→ Exercise set:
- A) Lay out the records as a Markdown table with the columns "Row" and "Record line", starting with the line that contains "Where can the street corner" and going on through the line that contains "pixel 185 393". Give one line per row, number the rows in order, and leave out blank lines.
- B) Proceed with the text on vulnerability discovery models from the point where it stops.
══ Quoted passage ══
For further insights we refer the interested reader to the Malware Analysis and Security Economics sections of this Wiki.

Empirical Validation of Vulnerability Discovery Models

Vulnerability Discovery Model (VDM) operates on known vulnerability data (or observed data) to estimate the cumulative number of vulnerabilities found and reported in released software. A VDM is a function family with some parameters, for example, the linear model (LN) is: LN(t) = At + B where t is the time, A, B are two parameters. These parameters are valued by fitting the model to observed data.

A successful model should not only well fit the observed data, but also be able to predict the future trend of vulnerabilities.

VDM Taxonomy The figure on the right exhibits the taxonomy of recent VDMs. VDMs are categorized into two major categories: time-based models and effort-based models. Most of state-of-the-art models fall into the first category. Only one model is classified into the second category. The time-based models divide into three other subcategories:

  • Linear models:
    • Simple Linear (LN): this is the simplest model, the straight line.
    • Rescorla's Quadratic (RQ): proposed by Eric Rescorla
  • Software Reliability Growth models (SRGM): models in this subcategory are fist introduced for modeling the software reliability. Now they are reused to capture the vulnerability trend.
    • Anderson's Thermodynamic (AT): proposed by Ross Anderson
    • Logarithmic Poisson (LP)
    • Rescorla Exponential (RE): proposed by Eric Rescorla
  • S-shape models: models in the category are inspired by logistic distributions. The shape of these model s is similar to letter S (s-shape).
═══
══ Record extracts ══
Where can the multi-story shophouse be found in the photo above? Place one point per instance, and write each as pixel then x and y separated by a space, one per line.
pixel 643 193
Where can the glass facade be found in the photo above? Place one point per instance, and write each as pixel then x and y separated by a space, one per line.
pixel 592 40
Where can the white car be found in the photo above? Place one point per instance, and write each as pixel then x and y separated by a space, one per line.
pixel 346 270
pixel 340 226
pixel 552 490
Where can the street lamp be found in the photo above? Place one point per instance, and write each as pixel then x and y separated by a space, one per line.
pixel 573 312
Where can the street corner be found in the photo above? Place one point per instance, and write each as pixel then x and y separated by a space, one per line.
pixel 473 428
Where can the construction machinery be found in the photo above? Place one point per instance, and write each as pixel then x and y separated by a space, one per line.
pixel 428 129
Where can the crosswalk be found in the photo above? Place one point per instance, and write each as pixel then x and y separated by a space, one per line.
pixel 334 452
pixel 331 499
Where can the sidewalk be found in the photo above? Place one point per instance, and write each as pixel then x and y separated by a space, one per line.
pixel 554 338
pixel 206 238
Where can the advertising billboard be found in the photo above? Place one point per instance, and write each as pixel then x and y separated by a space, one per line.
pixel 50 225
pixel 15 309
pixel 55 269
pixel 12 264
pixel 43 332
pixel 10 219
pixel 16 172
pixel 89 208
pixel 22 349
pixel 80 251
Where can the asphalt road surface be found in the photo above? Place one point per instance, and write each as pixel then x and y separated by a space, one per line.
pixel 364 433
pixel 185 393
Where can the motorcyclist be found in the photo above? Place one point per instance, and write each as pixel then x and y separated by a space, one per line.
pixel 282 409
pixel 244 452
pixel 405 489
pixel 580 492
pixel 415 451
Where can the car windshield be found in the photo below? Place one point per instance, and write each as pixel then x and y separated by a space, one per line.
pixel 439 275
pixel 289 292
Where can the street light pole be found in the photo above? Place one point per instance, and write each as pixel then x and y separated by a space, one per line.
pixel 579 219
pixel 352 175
═══
→ Results for the exercise:
- A)
| Row | Record line |
|---|---|
| 1 | Where can the street corner be found in the photo above? Place one point per instance, and write each as pixel then x and y separated by a space, one per line. |
| 2 | pixel 473 428 |
| 3 | Where can the construction machinery be found in the photo above? Place one point per instance, and write each as pixel then x and y separated by a space, one per line. |
| 4 | pixel 428 129 |
| 5 | Where can the crosswalk be found in the photo above? Place one point per instance, and write each as pixel then x and y separated by a space, one per line. |
| 6 | pixel 334 452 |
| 7 | pixel 331 499 |
| 8 | Where can the sidewalk be found in the photo above? Place one point per instance, and write each as pixel then x and y separated by a space, one per line. |
| 9 | pixel 554 338 |
| 10 | pixel 206 238 |
| 11 | Where can the advertising billboard be found in the photo above? Place one point per instance, and write each as pixel then x and y separated by a space, one per line. |
| 12 | pixel 50 225 |
| 13 | pixel 15 309 |
| 14 | pixel 55 269 |
| 15 | pixel 12 264 |
| 16 | pixel 43 332 |
| 17 | pixel 10 219 |
| 18 | pixel 16 172 |
| 19 | pixel 89 208 |
| 20 | pixel 22 349 |
| 21 | pixel 80 251 |
| 22 | Where can the asphalt road surface be found in the photo above? Place one point per instance, and write each as pixel then x and y separated by a space, one per line. |
| 23 | pixel 364 433 |
| 24 | pixel 185 393 |

- B)
The above models were supported with one or more empirical evidences by the proponents, except the Aderson's one. However, there are some concerns in their experiments:

  1. Vulnerability is not clearly defined while a lot of vulnerability definitions exists (from technical level to high abstract level). This would impact the way vulnerabilities were counted. This concern is referred to as vulnerability definition
  2. All versions of software were often considered as a single entity. Even though there is a large amount of shared code among different versions of a software, still they are different from a non-negligible amount of code. Their vulnerability trajectories therefore are also different. This concern is referred to as multi-version software
  3. The goodness-of-fit (i.e. how well a model fits the observed data) was often evaluated at a single point of time. This is an internal validity to the conclusion of previous experiments. This concern is referred to as brittle goodness-of-fit.

Different definitions for vulnerabilities Different vulnerability trajectories for different versions of a software (Mozilla Firefox)

The proposed solution

We propose an experimental methodology to systematically assess the performance of a model based on two quantitative metrics: quality and predictability. The methodology includes following steps:

  1. Step 1 Acquire the data sets: collect different data sets of vulnerabilities with respect to different definitions of vulnerability and different versions of software. The assessment of VDM will be established based on these data sets, so it will cover different definitions of vulnerability. By doing this, we address the vulnerability definition and multi-version software concerns.
  2. Step 2 Fit the VDM on collected data: estimate the parameters of VDM so that it could fit the collected data as much as possible. The goodness-of-fit of the fitted model can be evaluated by using the chi-square test for goodness-of-fit.
  3. Step 3 Perform goodness-of-fit quality analysis: perform an analysis on the quality of VDM in software lifetime. This addresses the brittle goodness-of-fit concern.
  4. Step 4 Perform predictability analysis: perform an analysis on the predictability of VDM.
  5. Step 5 Compare VDM: compare a VDM with others to determine which one is better.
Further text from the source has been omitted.